# [Exercise directions]
Please set out the stretch of the records below from the line containing "Point to the small" through the line containing "<point>660,1232</point>" as a Markdown table with two columns, n for the row number and Line for the line itself. Leave out any blank lines.

Excerpts from a dataset on object pointing:
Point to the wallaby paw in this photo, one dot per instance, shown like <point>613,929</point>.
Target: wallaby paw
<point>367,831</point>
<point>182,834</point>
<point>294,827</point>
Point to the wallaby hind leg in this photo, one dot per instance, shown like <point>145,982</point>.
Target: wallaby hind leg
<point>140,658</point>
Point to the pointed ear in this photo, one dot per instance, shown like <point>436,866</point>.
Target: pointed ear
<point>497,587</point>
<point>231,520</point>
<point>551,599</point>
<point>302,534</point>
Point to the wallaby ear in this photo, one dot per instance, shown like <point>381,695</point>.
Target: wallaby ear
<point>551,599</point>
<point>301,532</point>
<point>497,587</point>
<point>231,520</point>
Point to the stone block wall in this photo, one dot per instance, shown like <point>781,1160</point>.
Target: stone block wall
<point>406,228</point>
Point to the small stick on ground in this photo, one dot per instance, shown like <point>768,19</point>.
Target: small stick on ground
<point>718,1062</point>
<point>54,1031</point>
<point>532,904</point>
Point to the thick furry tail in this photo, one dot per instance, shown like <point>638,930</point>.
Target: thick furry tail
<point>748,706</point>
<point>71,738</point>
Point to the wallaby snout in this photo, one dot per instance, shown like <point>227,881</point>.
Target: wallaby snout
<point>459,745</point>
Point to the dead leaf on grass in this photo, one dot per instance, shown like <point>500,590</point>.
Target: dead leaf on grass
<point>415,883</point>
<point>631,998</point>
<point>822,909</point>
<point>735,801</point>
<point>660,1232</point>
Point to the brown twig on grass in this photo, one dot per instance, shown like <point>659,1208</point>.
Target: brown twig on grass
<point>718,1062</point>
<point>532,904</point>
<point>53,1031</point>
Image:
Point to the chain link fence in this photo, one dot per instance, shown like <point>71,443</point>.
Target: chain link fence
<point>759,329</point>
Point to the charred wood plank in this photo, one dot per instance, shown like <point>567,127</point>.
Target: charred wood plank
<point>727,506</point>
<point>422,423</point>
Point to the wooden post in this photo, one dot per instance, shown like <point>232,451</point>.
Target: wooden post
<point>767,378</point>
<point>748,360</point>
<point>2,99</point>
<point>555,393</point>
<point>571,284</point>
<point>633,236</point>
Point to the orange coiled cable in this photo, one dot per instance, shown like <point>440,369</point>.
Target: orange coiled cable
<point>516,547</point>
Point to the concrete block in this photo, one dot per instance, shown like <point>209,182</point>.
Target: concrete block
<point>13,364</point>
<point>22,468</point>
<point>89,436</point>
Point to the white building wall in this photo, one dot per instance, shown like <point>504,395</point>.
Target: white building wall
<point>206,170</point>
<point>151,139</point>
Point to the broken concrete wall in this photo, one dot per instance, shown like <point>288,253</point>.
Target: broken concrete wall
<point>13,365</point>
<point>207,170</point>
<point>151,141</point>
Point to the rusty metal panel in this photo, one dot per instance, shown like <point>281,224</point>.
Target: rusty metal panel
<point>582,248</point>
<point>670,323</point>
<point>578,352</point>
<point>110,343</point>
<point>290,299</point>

# [Task answer]
| n | Line |
|---|---|
| 1 | Point to the small stick on ground in this photo, one dot per instance, shown like <point>768,19</point>. |
| 2 | Target: small stick on ground |
| 3 | <point>718,1062</point> |
| 4 | <point>54,1031</point> |
| 5 | <point>532,904</point> |
| 6 | Point to the thick furry tail in this photo, one dot per instance, shown like <point>638,930</point>. |
| 7 | Target: thick furry tail |
| 8 | <point>748,706</point> |
| 9 | <point>71,738</point> |
| 10 | Point to the wallaby snout in this photo, one dot per instance, shown like <point>227,881</point>. |
| 11 | Target: wallaby snout |
| 12 | <point>459,745</point> |
| 13 | Point to the dead leaf on grass in this photo, one dot per instance, shown like <point>500,590</point>. |
| 14 | Target: dead leaf on grass |
| 15 | <point>415,883</point> |
| 16 | <point>631,998</point> |
| 17 | <point>822,909</point> |
| 18 | <point>735,801</point> |
| 19 | <point>660,1232</point> |